### [What the task asks]
Rewrite the data from the line containing "Could you point out the open-faced" through the end, switching "open-faced sandwich" to "toasted bagel" and changing nothing else. Give only those lines.

______

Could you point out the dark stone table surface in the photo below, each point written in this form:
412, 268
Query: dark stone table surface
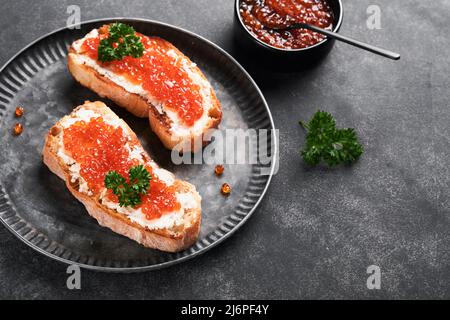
317, 230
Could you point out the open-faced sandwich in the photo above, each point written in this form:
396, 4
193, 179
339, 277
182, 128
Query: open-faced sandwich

______

### [Result]
Could you point out the toasted bagel in the photo above, each point written in this form:
396, 4
193, 179
339, 277
182, 128
Query: toasted bagel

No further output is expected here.